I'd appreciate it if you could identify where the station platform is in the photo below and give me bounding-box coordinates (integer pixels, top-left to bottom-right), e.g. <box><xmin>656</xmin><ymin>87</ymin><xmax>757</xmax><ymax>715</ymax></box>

--

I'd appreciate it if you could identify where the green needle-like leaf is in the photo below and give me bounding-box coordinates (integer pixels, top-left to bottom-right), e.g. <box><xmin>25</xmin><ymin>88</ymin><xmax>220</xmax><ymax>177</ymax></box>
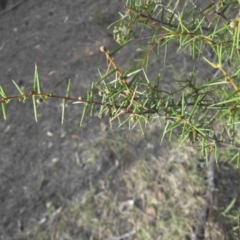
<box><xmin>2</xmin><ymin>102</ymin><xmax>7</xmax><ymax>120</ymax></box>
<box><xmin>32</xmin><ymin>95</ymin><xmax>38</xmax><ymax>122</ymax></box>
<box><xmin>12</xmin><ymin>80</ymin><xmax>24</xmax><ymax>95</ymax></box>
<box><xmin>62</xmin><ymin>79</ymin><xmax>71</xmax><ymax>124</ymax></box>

Set problem. Return every line in the records above that contains the word "like". Case counts.

Result for this exercise.
I'd appreciate it if you could identify where the green needle-like leaf is in the photo below and give me bounding-box coordinates (integer pixels, top-left to bottom-right), e.g. <box><xmin>25</xmin><ymin>88</ymin><xmax>220</xmax><ymax>177</ymax></box>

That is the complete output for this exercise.